Exercise instructions »
Would you please write out the records below exactly as they appear?
═══ Dataset content
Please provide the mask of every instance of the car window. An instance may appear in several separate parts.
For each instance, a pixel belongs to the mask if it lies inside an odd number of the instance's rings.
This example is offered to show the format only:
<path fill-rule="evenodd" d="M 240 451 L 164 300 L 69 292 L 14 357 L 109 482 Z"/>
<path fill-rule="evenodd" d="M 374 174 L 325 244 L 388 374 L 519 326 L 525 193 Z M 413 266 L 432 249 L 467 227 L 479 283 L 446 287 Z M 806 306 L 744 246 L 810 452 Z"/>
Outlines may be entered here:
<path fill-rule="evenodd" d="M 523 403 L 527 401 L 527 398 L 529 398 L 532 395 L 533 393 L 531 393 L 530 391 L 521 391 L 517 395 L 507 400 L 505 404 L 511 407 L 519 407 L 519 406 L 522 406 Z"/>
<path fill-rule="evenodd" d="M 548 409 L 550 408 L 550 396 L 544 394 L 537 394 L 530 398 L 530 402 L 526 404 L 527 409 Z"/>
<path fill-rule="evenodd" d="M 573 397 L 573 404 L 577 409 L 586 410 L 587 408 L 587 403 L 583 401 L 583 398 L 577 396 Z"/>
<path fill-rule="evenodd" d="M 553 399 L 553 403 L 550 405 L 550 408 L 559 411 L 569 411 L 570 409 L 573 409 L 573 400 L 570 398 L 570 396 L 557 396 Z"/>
══════
Response box »
Please provide the mask of every instance of the car window. An instance may appear in several separate parts.
For each instance, a pixel belongs to the mask if it lies inside an odd number of the instance's rings.
This example is offered to show the format only:
<path fill-rule="evenodd" d="M 240 451 L 164 300 L 69 292 L 14 357 L 109 482 Z"/>
<path fill-rule="evenodd" d="M 374 174 L 325 244 L 388 374 L 519 326 L 525 193 Z M 413 266 L 432 249 L 467 227 L 479 283 L 446 287 Z M 806 306 L 744 246 L 810 452 Z"/>
Outlines may be entered here:
<path fill-rule="evenodd" d="M 523 403 L 527 401 L 527 398 L 529 398 L 532 395 L 533 393 L 531 393 L 530 391 L 521 391 L 517 395 L 507 400 L 505 404 L 511 407 L 519 407 L 519 406 L 522 406 Z"/>
<path fill-rule="evenodd" d="M 548 409 L 550 408 L 550 396 L 544 394 L 537 394 L 530 398 L 530 402 L 526 404 L 527 409 Z"/>
<path fill-rule="evenodd" d="M 573 397 L 573 404 L 577 409 L 586 410 L 587 408 L 587 403 L 583 401 L 583 398 L 577 396 Z"/>
<path fill-rule="evenodd" d="M 553 399 L 553 403 L 550 405 L 550 408 L 559 411 L 569 411 L 570 409 L 573 409 L 573 400 L 570 398 L 570 396 L 557 396 Z"/>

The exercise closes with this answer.